Start of SELECTED EXCERPT
Thursday, July 22, 2010

Lorillard, Document Identification Number 00621313

Dec. 1969 memo describing a meeting between Secretary of Health, Education and Welfare Robert Finch; William Kloepfer, Jr., head of PR for the Tobacco Institute and one-time press secretary for Richard Nixon; and Jack Mills, VP of Federal Relations for the Tobacco Institute.

This one is just astounding. It illustrates how Big Tobacco not only has the ear of government regulators but has them wrapped around their proverbial finger.
The memo tells of a meeting between the head of HEW, which at the time was the leading government organization for protecting Americans’ health, and two of the chief officers for the tobacco industry’s lobbying group. The kowtowing that Finch does is stomach-churning. He’s ostensibly charged with policing the likes of Kloepfer, Mills and their Tobacco Institute, but is instead having a cozy smoke with them.

The memo is tricky to follow without knowing the context: The Senate had recently passed a measure, sponsored by Utah Sen. Frank Moss, banning cigarette advertising from television and requiring health warnings on all cigarette advertising (in an act known as the FCLAA).

As the meeting opens, Kloepfer and Mills are upset over an apparent congratulatory letter that Sec. Finch sent to Sen. Moss on his FCLAA victory. Instead of Finch properly asking them what the hell business of it was theirs, he tries to placate them by saying he never knew it had been sent. The tobacco boys then explain they know who sent the letter – Daniel Horn, the head of the Public Health Service’s Clearinghouse for Smoking and Health and the man whose research first proved a link between smoking and lung cancer – and they imply Horn is a threat to Finch because “he is a zealot and zealots can often embarrass those above them … who have broader considerations.”
End of SELECTED EXCERPT
WHAT IS REQUIRED ▸
Switch "Tobacco Institute" to "Tobacco Council" in the post on the 1969 tobacco memo, and write out the passage starting with "Thursday, July 22, 2010" and going on through "the Tobacco Institute.".
Start of ENTRIES SUPPLIED
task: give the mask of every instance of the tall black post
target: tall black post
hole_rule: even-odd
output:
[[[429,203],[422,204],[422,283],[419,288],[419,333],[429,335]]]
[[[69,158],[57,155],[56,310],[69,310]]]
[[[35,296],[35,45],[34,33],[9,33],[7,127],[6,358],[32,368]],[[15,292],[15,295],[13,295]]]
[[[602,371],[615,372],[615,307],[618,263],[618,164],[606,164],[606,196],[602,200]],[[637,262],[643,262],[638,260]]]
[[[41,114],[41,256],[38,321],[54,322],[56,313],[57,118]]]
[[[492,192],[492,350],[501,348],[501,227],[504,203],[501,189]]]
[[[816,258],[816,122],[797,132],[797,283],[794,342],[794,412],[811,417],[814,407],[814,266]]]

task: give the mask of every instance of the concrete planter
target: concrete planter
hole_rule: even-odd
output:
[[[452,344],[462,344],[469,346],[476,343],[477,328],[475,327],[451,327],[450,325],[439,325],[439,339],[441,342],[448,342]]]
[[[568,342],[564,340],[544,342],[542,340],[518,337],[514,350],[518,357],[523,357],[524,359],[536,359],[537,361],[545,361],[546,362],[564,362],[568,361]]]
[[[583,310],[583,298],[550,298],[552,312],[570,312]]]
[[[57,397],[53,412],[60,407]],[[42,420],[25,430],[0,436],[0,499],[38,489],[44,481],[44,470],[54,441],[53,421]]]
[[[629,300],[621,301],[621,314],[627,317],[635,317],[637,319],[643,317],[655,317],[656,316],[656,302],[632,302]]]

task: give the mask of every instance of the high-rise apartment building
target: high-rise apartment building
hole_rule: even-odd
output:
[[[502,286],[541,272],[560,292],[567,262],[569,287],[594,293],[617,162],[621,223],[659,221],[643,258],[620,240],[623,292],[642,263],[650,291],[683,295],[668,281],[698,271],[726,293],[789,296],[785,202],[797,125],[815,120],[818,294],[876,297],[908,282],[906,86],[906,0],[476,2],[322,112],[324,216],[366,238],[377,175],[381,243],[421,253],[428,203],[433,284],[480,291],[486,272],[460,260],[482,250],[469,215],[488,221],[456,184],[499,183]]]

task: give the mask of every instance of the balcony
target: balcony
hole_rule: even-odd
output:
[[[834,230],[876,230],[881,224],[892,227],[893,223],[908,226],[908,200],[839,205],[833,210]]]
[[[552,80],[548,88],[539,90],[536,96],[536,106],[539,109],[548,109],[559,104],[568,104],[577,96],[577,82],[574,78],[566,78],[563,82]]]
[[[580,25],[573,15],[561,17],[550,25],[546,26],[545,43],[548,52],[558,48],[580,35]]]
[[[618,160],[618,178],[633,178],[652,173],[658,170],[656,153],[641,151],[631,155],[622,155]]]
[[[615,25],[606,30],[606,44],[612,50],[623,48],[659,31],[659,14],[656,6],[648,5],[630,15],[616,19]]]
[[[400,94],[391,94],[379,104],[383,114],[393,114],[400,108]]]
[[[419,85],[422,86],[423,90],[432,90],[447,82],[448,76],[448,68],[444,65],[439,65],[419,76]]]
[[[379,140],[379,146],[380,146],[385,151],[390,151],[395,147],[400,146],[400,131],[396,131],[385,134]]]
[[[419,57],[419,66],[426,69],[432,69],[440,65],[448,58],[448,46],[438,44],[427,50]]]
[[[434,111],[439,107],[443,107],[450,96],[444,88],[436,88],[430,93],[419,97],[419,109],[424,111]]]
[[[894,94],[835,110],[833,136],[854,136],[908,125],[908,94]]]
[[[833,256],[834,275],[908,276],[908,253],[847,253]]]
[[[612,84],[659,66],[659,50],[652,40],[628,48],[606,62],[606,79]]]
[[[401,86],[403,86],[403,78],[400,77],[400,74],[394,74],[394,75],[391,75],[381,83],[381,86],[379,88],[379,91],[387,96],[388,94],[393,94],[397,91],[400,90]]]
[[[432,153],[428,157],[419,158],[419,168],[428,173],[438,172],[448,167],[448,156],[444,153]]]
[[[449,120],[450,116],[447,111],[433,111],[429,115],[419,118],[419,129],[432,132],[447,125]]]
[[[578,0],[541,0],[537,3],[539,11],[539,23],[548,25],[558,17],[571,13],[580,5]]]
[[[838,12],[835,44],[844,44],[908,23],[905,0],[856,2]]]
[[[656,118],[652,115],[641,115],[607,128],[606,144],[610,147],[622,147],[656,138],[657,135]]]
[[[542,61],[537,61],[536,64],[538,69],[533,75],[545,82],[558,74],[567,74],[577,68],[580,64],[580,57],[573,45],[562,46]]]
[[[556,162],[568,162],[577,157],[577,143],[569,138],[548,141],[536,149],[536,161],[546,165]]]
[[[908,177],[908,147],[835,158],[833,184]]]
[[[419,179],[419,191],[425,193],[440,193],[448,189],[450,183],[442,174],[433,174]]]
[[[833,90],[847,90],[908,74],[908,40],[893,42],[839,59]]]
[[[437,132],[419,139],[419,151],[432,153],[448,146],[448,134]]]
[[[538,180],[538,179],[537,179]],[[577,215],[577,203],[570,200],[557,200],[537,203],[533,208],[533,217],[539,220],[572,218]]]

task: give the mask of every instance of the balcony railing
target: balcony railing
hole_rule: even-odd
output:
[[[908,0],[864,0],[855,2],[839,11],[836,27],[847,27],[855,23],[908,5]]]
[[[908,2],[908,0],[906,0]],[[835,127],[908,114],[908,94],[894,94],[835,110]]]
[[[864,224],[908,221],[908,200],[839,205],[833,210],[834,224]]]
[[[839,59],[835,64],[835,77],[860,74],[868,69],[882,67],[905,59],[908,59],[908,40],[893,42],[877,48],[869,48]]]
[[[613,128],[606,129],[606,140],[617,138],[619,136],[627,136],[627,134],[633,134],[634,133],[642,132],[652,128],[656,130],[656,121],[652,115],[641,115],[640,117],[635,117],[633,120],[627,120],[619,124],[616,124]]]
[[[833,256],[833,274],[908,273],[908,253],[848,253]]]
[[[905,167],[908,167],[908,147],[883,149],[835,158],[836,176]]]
End of ENTRIES SUPPLIED
PROBLEM SOLUTION ▸
Thursday, July 22, 2010

Lorillard, Document Identification Number 00621313

Dec. 1969 memo describing a meeting between Secretary of Health, Education and Welfare Robert Finch; William Kloepfer, Jr., head of PR for the Tobacco Council and one-time press secretary for Richard Nixon; and Jack Mills, VP of Federal Relations for the Tobacco Council.